Extract provided
Today, the Senate passed yet another hurdle over health care reform, taking yet again the 60 votes needed for this go around. Senate Majority Leader Harry Reid said in a statement following the vote that it was “long past time we declare health care a right and not a privilege.”
It is fundamentally wrong to declare health care as a right. To say that health care is a right is to say that it is a right for everyone to have the greatest and latest flat panel television. Health care is not a right. It is more to say that it is a luxury, just like that new-fangled flat panel. Health care is a want, not a need.
This is a definite attack on the very Liberty that our Founding Fathers so declared years ago.
Since more than four-fifths of Americans already have medical insurance, and even those without “great wealth” have been known to enjoy “good health,” Reid was laying it on a little thick. But his premise, which is shared by President Obama, explains the moral urgency felt by supporters of the health care overhaul that is making its way through Congress. It also reveals a radical assault on the traditional American understanding of rights.

Extracted entries

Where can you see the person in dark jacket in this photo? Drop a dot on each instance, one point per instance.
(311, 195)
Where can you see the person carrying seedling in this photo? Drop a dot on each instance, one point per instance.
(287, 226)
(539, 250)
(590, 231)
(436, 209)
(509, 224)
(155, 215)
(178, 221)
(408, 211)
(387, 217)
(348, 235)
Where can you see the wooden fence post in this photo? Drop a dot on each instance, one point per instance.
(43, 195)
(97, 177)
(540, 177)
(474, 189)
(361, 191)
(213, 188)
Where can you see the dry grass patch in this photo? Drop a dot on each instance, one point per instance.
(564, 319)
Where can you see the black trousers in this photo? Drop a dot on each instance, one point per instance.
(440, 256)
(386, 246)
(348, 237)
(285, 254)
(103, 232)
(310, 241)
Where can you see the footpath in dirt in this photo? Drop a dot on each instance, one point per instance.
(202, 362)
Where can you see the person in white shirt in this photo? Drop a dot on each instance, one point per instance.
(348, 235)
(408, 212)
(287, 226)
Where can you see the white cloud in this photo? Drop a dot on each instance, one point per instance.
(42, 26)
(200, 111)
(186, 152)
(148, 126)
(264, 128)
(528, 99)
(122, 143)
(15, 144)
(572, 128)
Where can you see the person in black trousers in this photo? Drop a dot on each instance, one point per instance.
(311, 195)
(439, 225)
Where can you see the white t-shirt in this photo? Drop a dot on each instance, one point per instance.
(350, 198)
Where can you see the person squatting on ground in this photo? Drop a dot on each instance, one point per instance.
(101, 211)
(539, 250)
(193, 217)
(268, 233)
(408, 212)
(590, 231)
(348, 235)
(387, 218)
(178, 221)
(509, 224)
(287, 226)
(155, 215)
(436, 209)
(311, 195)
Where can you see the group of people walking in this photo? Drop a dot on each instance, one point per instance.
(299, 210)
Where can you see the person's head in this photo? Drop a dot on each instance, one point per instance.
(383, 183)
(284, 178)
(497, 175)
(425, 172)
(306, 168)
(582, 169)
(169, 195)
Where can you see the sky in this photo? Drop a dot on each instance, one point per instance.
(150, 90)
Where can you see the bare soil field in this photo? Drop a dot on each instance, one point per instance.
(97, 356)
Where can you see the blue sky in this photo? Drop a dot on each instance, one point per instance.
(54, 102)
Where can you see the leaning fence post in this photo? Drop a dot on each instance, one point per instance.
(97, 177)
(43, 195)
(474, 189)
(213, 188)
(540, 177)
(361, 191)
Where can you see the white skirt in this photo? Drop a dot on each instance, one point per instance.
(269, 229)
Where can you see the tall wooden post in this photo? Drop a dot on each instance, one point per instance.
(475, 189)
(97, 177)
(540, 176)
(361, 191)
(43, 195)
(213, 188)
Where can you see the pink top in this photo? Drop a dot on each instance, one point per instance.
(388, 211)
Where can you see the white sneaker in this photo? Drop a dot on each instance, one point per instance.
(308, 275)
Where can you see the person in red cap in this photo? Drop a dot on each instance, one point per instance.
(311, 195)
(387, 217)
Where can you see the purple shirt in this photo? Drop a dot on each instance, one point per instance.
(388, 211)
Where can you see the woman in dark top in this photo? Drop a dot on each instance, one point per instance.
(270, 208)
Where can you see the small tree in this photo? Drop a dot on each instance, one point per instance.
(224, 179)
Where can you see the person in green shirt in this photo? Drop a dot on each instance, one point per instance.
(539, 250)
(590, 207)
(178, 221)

Tasks and exercises
1. List every phrase that appears in quotation marks in the passage about the Senate health care vote.
2. Translate this sentence from the passage about the Senate health care vote into Spanish: "Health care is a want, not a need."
3. Continue the passage about the Senate health care vote, picking up after its last sentence.

Task answers
1.
- "long past time we declare health care a right and not a privilege"
- "great wealth"
- "good health"

2. La atención médica es un deseo, no una necesidad.

3.
The Framers believed the Constitution recognized pre-existing rights, protecting them from violation by the government. The common law likewise developed as a way of protecting people from wrongful interference by their neighbors. If people have rights simply by virtue of being human, those rights can be violated (by theft or murder, for example) even in the absence of government.
By contrast, notwithstanding Reid’s claim that government-subsidized health care is a fundamental human right, it does not make much sense to say that it exists in a country too poor to afford such subsidies or at a time before modern medicine, let alone in the state of nature. Did Paleolithic hunter-gatherers have a right to the “affordable, comprehensive and high-quality medical care” that the Congressional Progressive Caucus says is a right of “every person”? If so, who was violating that right?
While liberty rights such as freedom of speech or freedom of contract require others to refrain from acting in certain ways, “welfare rights” such as the purported entitlement to health care (or to food, clothing, or shelter) require others to perform certain actions. They represent a legally enforceable claim on other people’s resources. Taxpayers must cover the cost of subsidies; insurers and medical professionals must provide their services on terms dictated by the government.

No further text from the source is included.